* _Document passage_:

Segment Open

Increased threshold for identity --pi generate more match dots

Question

Increased threshold for identity --pi generate more match dots

Closed this issue 5 years ago · 4 comments

Hi there,
I ran mashmap to compare the the contigs of one species to the genome of another species. But I found the dotplot showed more match dots when I set --pi as 90% than that when --pi was set as 85% (any other parameters are identical). What I understand is that higher --pi sets more strict constraints on matching, and the plot is expected to show less matching dots. Could you please give any interpretation about it?

--pi 85

--pi 90

Answer 1 · 2019-11-27T15:21:41.000Z

Hi, what filter mode -f are you using? You can try one-to-one mode to get best mappings among these. You're right that --pi 90 should be more strict; but since Mashmap only provides guarantees on recall and not precision, there is always a risk of false-positives (i.e., matches below specified cutoff) in repetitive genomes.
Also, in this case, with --pi 90, the implementation also switches to sparser sketch, which could also increase false positives.

Answer 2 · 2019-11-28T15:32:52.000Z

@cjain7 , thank you. I did set -f as one-to-one mode. And I tried --pi 95 later, and found it showing most clean dot plot (among 85, 90 and 95). So it seems that the number of matching fragments is not proportional to the threshold for identity. Like you mentioned, risk of false positive always exists, but this risk is supposed to be higher when --pi is lower, isn't it?

Segment Closed

* _Questions on the material_:
[a] In the mashmap thread, which --pi value did the original poster find gave the cleanest dot plot?
[b] According to the mashmap thread, why could setting --pi to 90 yield more match dots than setting it to 85?
[c] Proceed with the mashmap thread from the point where it stops.

* _Dataset extract_:
Segment Open

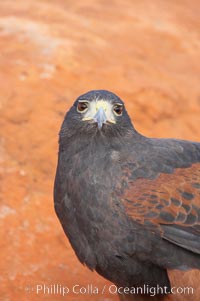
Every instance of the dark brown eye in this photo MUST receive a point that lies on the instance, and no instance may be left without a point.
(118, 109)
(82, 107)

Segment Closed

* _Expected outputs_:
[a] --pi 95 gave the cleanest dot plot of the three values tried (85, 90 and 95).

[b] Mashmap guarantees only recall, not precision, so false-positive matches below the specified cutoff can appear in repetitive genomes. In addition, at --pi 90 the implementation switches to a sparser sketch, which can also increase false positives.

[c]
And why do you say --pi 90 makes the implementation switch to sparser sketch? Isn't that --kmer affects the inspected sequence?

--pi 95%

Answer 3 · 2019-11-28T16:22:58.000Z

And why do you say --pi 90 makes the implementation switch to sparser sketch?

The minimizer sampling density in the implementation is auto-tuned based on the specified length and identity cutoffs. The intuition is that with lower error-rate in the alignments, it suffices to sample fewer k-mers to locate them. This is done mainly to improve runtime and memory-usage.

but this risk is supposed to be higher when --pi is lower, isn't it?

This is hard to say, would really depend on input data.

Answer 4 · 2019-11-28T19:01:26.000Z

Thank you for the prompt reply. Your interpretation is very helpful.